(WHAT YOU WILL DO):
Taking the line with "box in the picture above?" as the first and the last line of the entries as the final one, copy that span exactly.

(SOURCE MATERIAL):
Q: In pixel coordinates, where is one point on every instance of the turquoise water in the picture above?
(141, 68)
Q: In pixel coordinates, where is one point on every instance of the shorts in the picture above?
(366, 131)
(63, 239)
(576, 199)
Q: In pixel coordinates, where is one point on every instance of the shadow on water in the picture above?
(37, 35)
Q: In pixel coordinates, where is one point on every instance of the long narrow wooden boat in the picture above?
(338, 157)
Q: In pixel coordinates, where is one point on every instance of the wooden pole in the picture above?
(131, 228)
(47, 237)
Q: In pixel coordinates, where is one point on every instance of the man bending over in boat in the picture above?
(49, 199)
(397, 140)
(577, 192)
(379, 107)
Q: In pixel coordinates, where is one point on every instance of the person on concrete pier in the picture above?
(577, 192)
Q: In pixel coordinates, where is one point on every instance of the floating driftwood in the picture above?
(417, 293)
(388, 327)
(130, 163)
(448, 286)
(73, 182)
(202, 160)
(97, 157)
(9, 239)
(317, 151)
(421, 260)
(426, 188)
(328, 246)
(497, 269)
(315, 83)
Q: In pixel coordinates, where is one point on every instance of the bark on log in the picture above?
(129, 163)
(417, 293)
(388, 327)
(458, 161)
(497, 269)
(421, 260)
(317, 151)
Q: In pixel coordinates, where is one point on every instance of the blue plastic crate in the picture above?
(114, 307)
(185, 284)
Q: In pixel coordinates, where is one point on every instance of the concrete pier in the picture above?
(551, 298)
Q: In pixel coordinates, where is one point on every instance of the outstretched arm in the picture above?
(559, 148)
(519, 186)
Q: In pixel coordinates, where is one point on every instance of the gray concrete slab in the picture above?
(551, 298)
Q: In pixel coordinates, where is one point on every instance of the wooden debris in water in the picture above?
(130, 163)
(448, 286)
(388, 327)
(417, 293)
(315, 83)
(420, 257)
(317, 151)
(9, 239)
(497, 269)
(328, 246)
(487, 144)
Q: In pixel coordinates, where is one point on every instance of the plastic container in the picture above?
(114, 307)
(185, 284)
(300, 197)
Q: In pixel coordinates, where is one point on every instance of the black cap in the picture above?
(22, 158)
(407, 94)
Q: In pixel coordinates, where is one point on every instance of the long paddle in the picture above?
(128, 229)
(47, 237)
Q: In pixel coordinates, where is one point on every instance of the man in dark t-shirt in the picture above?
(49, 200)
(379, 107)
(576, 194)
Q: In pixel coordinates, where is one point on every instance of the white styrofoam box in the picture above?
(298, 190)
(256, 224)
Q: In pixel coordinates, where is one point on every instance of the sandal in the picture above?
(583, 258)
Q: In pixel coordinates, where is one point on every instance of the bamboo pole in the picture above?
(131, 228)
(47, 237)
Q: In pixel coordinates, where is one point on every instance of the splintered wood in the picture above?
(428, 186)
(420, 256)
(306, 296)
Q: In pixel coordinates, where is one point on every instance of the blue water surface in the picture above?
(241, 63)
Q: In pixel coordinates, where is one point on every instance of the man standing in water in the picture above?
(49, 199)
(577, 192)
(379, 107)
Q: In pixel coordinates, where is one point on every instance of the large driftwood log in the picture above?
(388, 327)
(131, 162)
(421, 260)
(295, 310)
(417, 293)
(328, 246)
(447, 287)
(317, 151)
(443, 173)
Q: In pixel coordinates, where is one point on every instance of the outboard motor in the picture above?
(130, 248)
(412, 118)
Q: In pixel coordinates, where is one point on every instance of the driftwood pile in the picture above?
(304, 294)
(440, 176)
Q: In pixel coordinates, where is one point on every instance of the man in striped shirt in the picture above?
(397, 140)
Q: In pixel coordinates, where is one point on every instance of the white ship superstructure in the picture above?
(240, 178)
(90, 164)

(FINAL ANSWER):
Q: In pixel coordinates, where is one point on every instance of the white styrofoam box in the picture above?
(298, 190)
(256, 224)
Q: In pixel coordinates, where is one point on every instance of the sandal in the picture above?
(583, 258)
Q: In pixel coordinates, where is one point on every instance of the bamboo pole in the picture above?
(131, 228)
(47, 237)
Q: In pixel coordinates, where is one point on every instance of the splintered wood in the picture above?
(428, 186)
(420, 256)
(306, 296)
Q: In pixel coordinates, where is one point on every instance of the blue water surface in the picture above?
(241, 63)
Q: In pixel coordinates, where is one point on every instance of the man standing in water in the picture above?
(49, 199)
(577, 192)
(379, 107)
Q: In pixel coordinates, where is one point on every instance of the large driftwood log in the picture above?
(388, 327)
(131, 162)
(421, 260)
(295, 310)
(417, 293)
(328, 246)
(447, 287)
(317, 151)
(443, 173)
Q: In pixel coordinates, where is one point on every instance of the outboard motor in the picture above?
(130, 248)
(412, 118)
Q: In pixel coordinates, where is one point on every instance of the driftwood pile in the picture above?
(304, 294)
(440, 176)
Q: In pixel coordinates, where is one point on every instance of the man in striped shirt in the picture above?
(397, 140)
Q: In pixel coordinates, where is one point on every instance of the white ship superstructure in the picture above?
(240, 178)
(90, 164)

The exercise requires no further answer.